Reading passage section start

In the year 1825, Mr Constable projected perhaps the most remarkable of all his undertakings - a Miscellany of Original and Selected Works, in Literature, Art, and Science, which be designed to publish in small fasciculi at one shilling, every three constituting a volume. Having marked the tendency towards a system of cheap popular reading, which was at this time very observable in the public mind and in the bookselling business, he had resolved to take advantage of the irresistible impulse, for the reproduction of some of his best copyrights; calculating securely that these, especially if mixed up with new productions from the pens of the best modern writers, would appropriate a large share of the patronage extended by the people to cheap works, while the vast sale that might be expected as a consequence of their humble price, could not fail to afford an ample remuneration to all concerned. The design was one worthy, in its daring novelty and its liberal promise, of a publisher who, in almost all his enterprises, had shown a comprehensiveness of mind above his fellows. Nor can it be doubted that, if carried into execution with the whole powers of the original house, and the prestige which the name of Constable now carried to every British ear, it would have met with a success more than sufficient to redeem the fortunes of the establishment. Unfortunately the commercial distresses which marked the close of 1825, operated unfavourably upon a London firm with which Archibald Constable and Company were intimately connected, and at the close of the January of the ensuing year both were compelled to stop payment. The debts of the latter house were understood to be about a quarter of a million, for a considerable part of which Sir Walter Scott unfortunately stood responsible. The stock, in which the subject of this memoir was wont to contemplate an immense fund of dormant wealth, was consequently sequestered, and its real value, (especially on a peremptory sale) being very different from the apparent, it sufficed to discharge but a small part of the existing obligations.

Reading passage section end
Supplied information section start

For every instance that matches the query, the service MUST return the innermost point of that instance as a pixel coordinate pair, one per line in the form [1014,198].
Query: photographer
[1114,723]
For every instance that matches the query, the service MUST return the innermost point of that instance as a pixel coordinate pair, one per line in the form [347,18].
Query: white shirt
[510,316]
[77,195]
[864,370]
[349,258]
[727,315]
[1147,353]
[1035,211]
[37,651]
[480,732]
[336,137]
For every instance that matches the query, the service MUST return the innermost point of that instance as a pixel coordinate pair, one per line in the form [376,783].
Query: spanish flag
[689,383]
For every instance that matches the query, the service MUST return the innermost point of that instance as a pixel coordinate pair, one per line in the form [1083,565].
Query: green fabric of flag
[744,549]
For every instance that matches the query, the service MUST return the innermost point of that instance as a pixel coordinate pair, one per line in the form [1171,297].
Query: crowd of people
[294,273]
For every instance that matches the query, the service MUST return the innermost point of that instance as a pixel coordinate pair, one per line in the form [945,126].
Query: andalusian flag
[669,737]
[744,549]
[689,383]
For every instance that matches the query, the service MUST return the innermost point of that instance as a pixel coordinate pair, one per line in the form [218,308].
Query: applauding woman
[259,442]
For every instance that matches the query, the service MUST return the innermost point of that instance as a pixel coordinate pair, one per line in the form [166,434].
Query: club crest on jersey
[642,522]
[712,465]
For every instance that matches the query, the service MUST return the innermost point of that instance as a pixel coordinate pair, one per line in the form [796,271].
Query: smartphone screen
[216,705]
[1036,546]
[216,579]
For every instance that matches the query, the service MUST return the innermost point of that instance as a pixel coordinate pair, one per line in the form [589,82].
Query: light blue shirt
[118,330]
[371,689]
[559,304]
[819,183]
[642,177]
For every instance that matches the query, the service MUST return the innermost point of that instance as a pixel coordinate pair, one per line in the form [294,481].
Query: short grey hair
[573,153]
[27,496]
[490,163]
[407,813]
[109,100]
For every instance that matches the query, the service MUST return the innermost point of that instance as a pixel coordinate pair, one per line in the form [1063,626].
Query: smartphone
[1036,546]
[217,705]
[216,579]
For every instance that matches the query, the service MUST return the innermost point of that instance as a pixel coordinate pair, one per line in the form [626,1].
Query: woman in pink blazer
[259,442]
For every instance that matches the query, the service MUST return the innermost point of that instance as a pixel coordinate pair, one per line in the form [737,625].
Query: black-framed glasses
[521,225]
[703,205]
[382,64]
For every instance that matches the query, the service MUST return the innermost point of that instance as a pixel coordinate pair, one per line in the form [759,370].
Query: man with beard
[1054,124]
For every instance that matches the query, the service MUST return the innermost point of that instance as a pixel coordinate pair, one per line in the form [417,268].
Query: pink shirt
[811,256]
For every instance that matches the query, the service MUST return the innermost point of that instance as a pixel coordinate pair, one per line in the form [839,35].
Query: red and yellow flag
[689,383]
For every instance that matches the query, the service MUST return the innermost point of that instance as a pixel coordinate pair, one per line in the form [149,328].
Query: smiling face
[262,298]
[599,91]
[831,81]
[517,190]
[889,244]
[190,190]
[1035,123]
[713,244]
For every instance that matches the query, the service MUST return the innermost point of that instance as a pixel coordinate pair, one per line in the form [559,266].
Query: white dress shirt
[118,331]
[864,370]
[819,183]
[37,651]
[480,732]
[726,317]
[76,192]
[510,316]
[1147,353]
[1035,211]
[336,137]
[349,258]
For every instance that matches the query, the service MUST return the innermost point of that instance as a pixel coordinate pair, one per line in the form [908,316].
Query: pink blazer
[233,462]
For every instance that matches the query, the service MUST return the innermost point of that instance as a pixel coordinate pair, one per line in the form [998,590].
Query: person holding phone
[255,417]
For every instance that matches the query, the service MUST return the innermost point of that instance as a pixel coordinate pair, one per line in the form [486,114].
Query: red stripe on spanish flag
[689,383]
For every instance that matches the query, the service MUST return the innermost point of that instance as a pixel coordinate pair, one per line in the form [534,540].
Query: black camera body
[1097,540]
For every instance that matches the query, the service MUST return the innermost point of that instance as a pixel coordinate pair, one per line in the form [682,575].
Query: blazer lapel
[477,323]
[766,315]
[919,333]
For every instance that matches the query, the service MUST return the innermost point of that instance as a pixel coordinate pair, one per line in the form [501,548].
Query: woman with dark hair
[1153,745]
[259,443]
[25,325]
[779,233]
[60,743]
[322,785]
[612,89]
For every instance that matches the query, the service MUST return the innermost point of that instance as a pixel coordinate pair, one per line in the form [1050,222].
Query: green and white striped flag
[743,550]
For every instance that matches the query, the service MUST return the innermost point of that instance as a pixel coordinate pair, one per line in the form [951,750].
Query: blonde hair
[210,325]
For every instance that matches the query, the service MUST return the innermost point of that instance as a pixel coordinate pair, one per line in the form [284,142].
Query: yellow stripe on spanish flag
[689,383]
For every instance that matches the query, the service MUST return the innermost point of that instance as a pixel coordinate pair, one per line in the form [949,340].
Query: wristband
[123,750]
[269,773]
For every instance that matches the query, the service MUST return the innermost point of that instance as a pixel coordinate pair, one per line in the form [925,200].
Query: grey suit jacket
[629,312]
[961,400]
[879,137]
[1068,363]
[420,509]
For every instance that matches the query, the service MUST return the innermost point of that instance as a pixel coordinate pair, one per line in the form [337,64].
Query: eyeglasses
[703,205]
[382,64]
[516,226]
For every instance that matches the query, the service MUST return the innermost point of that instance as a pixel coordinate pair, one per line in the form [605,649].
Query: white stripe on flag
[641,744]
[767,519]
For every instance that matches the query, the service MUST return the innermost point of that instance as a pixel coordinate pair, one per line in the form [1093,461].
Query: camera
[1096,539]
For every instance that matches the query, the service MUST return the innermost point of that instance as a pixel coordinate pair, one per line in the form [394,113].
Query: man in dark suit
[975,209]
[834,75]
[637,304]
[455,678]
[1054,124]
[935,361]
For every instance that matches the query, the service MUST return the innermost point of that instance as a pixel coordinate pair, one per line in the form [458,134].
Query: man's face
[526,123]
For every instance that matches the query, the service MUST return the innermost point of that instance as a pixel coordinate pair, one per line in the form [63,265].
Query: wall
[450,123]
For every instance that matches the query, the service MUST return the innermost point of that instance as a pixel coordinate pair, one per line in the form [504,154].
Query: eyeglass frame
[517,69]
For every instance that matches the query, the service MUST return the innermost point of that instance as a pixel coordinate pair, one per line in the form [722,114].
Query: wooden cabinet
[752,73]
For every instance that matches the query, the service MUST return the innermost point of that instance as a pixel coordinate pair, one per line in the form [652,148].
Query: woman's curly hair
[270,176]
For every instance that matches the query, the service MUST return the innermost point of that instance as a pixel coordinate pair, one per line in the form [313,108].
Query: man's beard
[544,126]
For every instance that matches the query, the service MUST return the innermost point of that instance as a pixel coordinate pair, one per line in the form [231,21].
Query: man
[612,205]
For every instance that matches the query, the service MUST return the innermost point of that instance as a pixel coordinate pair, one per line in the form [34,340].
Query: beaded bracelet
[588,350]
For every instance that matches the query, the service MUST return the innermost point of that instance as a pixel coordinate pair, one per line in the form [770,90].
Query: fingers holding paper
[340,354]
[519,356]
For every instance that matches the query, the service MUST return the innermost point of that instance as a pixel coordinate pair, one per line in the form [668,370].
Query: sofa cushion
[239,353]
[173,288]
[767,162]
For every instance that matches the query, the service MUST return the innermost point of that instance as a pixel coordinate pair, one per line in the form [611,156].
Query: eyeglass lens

Supplied information section end

_Instructions:_
- a) List the fields of work named in the title of the Miscellany in the Constable passage.
- b) Answer each question from the Constable passage:
(i) What was the price of each fasciculus?
(ii) About how large were the debts of Archibald Constable and Company understood to be?
(iii) Who stood responsible for a considerable part of those debts?
- c) Write a continuation of the passage about Constable's Miscellany, picking up after its final sentence.
The records have no connection to the text.

_Answers by item:_
- a) Literature, Art, Science

- b)
(i) One shilling.
(ii) About a quarter of a million.
(iii) Sir Walter Scott.

- c)
Mr Constable, who at this time had the young family arising from his second marriage springing up around him, now retired into comparative privacy, to experience the usual fate of those whom fortune has suddenly deserted. Most of his friends, having suffered considerably by his bankruptcy, and being deeply impressed with a sense of the imprudence which had led to that event, paid him no longer any regard, though, while his fortunes lived, they would have given "fifty, nay, an hundred ducats for his portrait in little." Notwithstanding these painful circumstances, to which was soon added a return of some dropsical ailments which had formerly afflicted him, he resolved to make an endeavour for the support of his family, by commencing, though with material restrictions of plan, the Miscellany which had formerly been announced. Having made the necessary arrangements with the trustee upon the sequestered estate, he issued the first number late in the year 1826, being the beginning of a reproduction of captain Basil Hall’s Travels, which that gentleman, with a kindness worthy of his distinguished abilities, had conferred as a present upon the veteran publisher. Though unable now to command all the copyrights and new productions which he originally contemplated, he succeeded in calling around him some of the rising talent of the day, and would in all probability have soon been once more engaged in an extensive and enterprising course of business, if death had not stepped in to claim his part. Mr Constable gradually sank under his dropsical ailment, and, on the 21st of July in the year just named, breathed his last, at his house in Park Place, in the fifty-second year of his age. Mr Constable was of middle stature, and, in his latter years, of somewhat unwieldy bulk; his countenance, a fair index to his mind, displayed lineaments of uncommon nobleness and beauty.